[Record extracts Boundary: Start]

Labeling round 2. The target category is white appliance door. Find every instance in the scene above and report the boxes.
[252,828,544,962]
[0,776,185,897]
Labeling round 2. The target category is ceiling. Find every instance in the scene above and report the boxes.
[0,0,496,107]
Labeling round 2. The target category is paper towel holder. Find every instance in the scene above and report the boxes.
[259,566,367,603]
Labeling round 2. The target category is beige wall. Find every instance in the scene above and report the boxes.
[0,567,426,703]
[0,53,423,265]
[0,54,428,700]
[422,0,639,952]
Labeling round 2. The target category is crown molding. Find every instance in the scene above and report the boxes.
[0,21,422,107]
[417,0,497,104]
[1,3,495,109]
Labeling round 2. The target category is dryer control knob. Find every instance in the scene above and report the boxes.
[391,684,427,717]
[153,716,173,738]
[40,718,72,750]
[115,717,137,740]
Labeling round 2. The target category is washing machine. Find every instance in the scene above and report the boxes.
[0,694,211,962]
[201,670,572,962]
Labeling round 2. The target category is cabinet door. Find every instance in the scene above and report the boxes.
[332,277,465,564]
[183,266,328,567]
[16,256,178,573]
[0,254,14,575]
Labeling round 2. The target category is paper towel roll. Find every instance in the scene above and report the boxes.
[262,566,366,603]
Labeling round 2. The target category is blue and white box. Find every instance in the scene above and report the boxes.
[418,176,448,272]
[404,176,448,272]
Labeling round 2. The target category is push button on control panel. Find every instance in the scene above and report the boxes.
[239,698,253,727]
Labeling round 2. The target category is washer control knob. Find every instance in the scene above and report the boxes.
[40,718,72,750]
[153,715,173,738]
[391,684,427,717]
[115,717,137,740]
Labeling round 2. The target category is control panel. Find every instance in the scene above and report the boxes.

[Record extracts Boundary: End]

**Task details**
Each entry is to be written out exactly as it was given.

**Solution to this problem**
Labeling round 2. The target category is white appliance door. Find every instance in the scene above and report the boxes.
[252,828,544,962]
[0,776,185,897]
Labeling round 2. The target category is ceiling. Find every instance in the scene above and report the boxes.
[0,0,496,107]
Labeling round 2. The target category is paper towel holder. Find every instance in the scene above and report the boxes.
[259,566,367,603]
Labeling round 2. The target category is beige wall. Find every instance in the scene above and report the boxes.
[0,567,426,703]
[0,53,423,265]
[0,54,428,700]
[422,0,639,952]
Labeling round 2. The target category is crown molding. Find every instance in the scene above and report the boxes.
[0,21,422,107]
[417,0,497,104]
[1,3,495,109]
Labeling round 2. The target category is dryer control knob. Find every instance in the scene above and report the boxes.
[391,684,427,717]
[153,716,173,738]
[40,718,72,750]
[115,717,137,740]
Labeling round 2. The target category is washing machine. Find every instance in the scene above and report the boxes.
[0,694,211,962]
[201,670,572,962]
Labeling round 2. The target category is cabinet door. Find every instance in the scene above and report the boxes.
[332,277,465,564]
[183,266,328,567]
[16,256,178,573]
[0,254,14,575]
Labeling round 2. The target category is paper towel roll. Find every instance in the scene above and report the boxes.
[262,566,366,603]
Labeling round 2. The target category is blue and white box. Find every instance in the scene above and report the boxes.
[418,176,448,272]
[404,176,448,272]
Labeling round 2. The target category is push button on control panel. Find every instance in the scene above and report the boxes.
[239,698,253,727]
Labeling round 2. The target category is washer control knob. Find every instance in the scene above and report the boxes.
[40,718,72,750]
[153,715,173,738]
[391,684,427,717]
[115,717,137,740]
Labeling round 2. The target category is control panel. Find every instance in the scene above and report the boxes.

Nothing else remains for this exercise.